:: Çıkarılan metin
22.04.2014

Gabriel Garcia Marquez'in ardından


20. yüzyılın en önemli edebiyatçılarından Gabriel Garcia Marquez geçenlerde ( 17 Nisan ) hayata veda etti. Nobel ödüllü yazarın İş Bankası Kültür Yayınları tarafından basılan çok kapsamlı bir biyografi var, okumanızı tavsiye ederim, tabii kendi yazdığı olağanüstü yapıtlarla birlikte. Biyografinin önsözünde 20. yüzyılın en önemli romanları ya da yazarları sıralanmak istendiğinde akla gelen isimlerin hemen hepsinin asrın ilk yarısına ait olduğu yazıyor. Gerçekten de Kafka, Woolf, Hemingway, Mann, Zweig, Fitzgerald, Faulkner gibi ilk akla gelen yazarların hepsi 1950'den önce yaşamış ya da yazmış edebiyatçılar. Yüzyılın ikinci yarısında onlarla aşık atabilecek tek yazar var: Marquez. Gerçi ben Nabokov'u da bu kısacık listeye eklemeye meyilliyim ama kitaptaki bu görüşe de saygı duyuyorum. Gelelim bizim konumuza. Bildiğiniz gibi Marquez romanlarından yapılan film uyarlamaları konusunda bir hayli titiz ve hatta aksi bir yazardı. İşin ilginç yanı kendisi de uzun yıllar film eleştirmenliği yapmıştı. Sadece o da değil, senaryolar yazmış, Latin Amerika Film Vakfı'nın yöneticiliğini yapmış ve Havana'daki Film Enstitüsü'nün kurucuları arasında yer almıştı. Yine de roman uyarlamalarına inanmazdı. 1981 yılında bir röportajda "İyi bir romanı daha da geliştiren tek bir film bile gelmiyor aklıma, ama kötü bir romandan yapılmış bir çok iyi film biliyorum" demişti. Haksız da değil aslına bakarsanız. Öte yandan bu görüşe varmadan önce hiç de az sayılmayacak bir süre sinemayla yakından ilgilendiğini ve yazarlıkla sinemacılık arasında gidip geldiğini bir kez daha vurgulamakta yarar var. Nihayet sinemadan vazgeçtiğinde şunları söyleyecekti usta yazar: "Muazzam görsel kuvvetiyle sinemanın mükemmel bir ifade aracı olduğunu düşündüm hep. Yüzyıllık Yalnızlık'tan önceki bütün kitaplarıma bu kararsızlık engel oldu. Bunlarda, karakteri ve sahneyi görselleştirmek için aşırı bir istek, diyalogların ve hareketlerin zamanlaması konusunda milimetrik bir dikkat, bakış açısını ve kadrajı belirtme takıntısı var. Fakat sinemada çalışrıken, ne yapılabileceğini fark etmekle kalmayıp, ne yapılamayacağını da anladım; görüntünün, anlatımın diğer öğeleri üstündeki egemenliğinin muhakkak bir avantaj ama aynı zamanda bir sınırlılık olduğunu gördüm ki bu benim için şaşırtıcı bir keşifti çünkü romanın imkanlarının sınırsız olduğu gerçeğini ancak o zaman idrak ettim."
::::
:: Sağlanan veriler
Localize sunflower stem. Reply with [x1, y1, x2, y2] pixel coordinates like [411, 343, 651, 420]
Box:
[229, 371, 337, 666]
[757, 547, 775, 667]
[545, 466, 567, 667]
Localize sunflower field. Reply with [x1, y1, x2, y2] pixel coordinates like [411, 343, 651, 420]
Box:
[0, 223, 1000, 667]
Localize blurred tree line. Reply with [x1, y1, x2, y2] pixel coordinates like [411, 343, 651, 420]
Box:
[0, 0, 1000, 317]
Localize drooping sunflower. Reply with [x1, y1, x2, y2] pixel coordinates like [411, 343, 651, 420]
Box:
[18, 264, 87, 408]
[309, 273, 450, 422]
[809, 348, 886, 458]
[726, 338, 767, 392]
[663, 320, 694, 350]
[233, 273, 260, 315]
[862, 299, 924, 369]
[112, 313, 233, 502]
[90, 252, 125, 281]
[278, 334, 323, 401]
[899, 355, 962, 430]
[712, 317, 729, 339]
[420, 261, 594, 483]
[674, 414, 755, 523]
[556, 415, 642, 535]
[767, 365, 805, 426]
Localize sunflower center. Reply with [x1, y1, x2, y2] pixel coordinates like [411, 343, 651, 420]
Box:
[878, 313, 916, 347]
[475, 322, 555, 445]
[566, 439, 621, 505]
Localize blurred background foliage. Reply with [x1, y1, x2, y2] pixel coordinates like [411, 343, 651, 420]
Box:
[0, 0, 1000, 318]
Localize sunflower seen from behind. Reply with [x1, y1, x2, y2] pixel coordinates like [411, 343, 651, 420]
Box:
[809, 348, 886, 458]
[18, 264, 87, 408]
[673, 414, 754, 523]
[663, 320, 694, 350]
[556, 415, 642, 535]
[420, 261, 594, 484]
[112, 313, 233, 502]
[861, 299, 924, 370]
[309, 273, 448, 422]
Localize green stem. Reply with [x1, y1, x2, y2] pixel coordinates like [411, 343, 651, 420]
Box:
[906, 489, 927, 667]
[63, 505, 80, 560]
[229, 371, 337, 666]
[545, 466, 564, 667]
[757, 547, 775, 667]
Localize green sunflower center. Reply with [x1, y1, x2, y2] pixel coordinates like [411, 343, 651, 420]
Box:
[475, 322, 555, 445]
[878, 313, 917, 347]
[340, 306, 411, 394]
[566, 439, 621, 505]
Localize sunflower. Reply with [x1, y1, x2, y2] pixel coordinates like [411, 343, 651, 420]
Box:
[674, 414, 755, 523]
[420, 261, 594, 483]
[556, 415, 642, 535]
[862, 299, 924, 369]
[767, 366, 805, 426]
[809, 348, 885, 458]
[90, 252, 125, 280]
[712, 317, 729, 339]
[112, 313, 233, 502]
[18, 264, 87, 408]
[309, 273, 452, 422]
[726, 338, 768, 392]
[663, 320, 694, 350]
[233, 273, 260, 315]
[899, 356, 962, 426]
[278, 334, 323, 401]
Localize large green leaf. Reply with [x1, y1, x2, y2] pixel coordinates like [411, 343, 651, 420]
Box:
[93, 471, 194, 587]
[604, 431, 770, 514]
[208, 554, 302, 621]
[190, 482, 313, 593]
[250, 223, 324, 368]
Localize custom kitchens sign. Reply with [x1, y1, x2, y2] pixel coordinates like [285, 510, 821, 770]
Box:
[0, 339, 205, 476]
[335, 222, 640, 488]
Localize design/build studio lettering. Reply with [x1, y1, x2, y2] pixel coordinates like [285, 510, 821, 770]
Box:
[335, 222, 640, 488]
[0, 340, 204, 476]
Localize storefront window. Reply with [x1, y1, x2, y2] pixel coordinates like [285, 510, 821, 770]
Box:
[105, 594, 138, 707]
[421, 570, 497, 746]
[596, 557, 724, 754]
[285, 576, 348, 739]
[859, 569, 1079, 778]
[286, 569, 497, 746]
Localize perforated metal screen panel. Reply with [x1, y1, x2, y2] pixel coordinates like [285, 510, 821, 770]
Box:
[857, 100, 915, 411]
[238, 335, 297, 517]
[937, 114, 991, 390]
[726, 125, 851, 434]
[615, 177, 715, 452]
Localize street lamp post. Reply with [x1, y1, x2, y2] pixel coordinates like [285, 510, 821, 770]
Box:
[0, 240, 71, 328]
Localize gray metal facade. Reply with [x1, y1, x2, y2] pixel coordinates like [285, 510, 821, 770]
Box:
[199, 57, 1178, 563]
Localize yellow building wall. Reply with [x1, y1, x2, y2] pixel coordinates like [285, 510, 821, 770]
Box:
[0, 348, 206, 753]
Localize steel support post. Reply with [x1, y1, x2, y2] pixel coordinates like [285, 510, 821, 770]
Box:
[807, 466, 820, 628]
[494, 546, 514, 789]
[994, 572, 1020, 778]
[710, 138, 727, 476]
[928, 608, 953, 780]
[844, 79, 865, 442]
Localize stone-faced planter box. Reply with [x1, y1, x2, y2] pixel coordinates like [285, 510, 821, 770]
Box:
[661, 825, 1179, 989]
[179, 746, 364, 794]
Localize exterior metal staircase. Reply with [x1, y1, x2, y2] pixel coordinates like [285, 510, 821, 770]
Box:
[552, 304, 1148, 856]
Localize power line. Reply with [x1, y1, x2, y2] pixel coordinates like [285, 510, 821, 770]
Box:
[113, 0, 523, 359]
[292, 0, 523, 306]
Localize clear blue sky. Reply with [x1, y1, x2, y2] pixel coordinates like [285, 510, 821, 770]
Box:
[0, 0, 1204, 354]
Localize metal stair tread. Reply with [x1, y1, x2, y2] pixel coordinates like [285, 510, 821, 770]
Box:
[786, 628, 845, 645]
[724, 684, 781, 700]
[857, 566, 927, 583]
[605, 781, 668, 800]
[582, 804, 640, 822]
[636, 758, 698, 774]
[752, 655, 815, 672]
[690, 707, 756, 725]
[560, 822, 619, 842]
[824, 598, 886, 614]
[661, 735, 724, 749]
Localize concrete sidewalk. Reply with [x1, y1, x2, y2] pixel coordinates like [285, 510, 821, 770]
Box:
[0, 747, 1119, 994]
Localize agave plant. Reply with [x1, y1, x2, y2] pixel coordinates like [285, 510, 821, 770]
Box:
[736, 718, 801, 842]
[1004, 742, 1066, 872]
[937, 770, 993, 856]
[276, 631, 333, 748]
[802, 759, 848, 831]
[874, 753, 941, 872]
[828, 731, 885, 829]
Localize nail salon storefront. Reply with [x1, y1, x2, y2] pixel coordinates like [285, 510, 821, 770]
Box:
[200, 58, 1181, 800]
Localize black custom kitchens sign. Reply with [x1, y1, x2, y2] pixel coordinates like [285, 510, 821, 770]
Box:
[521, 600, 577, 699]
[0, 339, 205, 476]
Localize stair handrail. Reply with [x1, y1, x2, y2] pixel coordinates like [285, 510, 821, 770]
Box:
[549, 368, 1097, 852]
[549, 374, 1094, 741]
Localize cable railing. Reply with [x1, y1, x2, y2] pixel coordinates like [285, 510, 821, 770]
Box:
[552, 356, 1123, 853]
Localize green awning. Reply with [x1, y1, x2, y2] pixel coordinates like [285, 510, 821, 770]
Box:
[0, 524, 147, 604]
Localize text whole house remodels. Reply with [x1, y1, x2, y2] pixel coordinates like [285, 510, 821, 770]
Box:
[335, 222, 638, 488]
::::
Görev A: Marquez yazısında 1950'den önce yaşamış ya da yazmış, ilk akla gelen yazarlar olarak sayılan isimlerin hepsini listele.
Görev B: Kaynak satırların başından başlayıp "[0, 0, 1000, 317]" içeren satıra kadar (iki uç da dahil) uzanan kısmı, her girdi için bir CSV satırı olacak biçimde iki sütunlu CSV olarak biçimlendir. Sütun adları "girdi" ve "yanit" olsun; her alan tek bir tırnaklı alanda yer alsın ve satır sonları boşluğa çevrilsin.

Çözüm A:
- Kafka
- Woolf
- Hemingway
- Mann
- Zweig
- Fitzgerald
- Faulkner

Çözüm B:
girdi,yanit
"Localize sunflower stem. Reply with [x1, y1, x2, y2] pixel coordinates like [411, 343, 651, 420] Box:","[229, 371, 337, 666] [757, 547, 775, 667] [545, 466, 567, 667]"
"Localize sunflower field. Reply with [x1, y1, x2, y2] pixel coordinates like [411, 343, 651, 420] Box:","[0, 223, 1000, 667]"
"Localize blurred tree line. Reply with [x1, y1, x2, y2] pixel coordinates like [411, 343, 651, 420] Box:","[0, 0, 1000, 317]"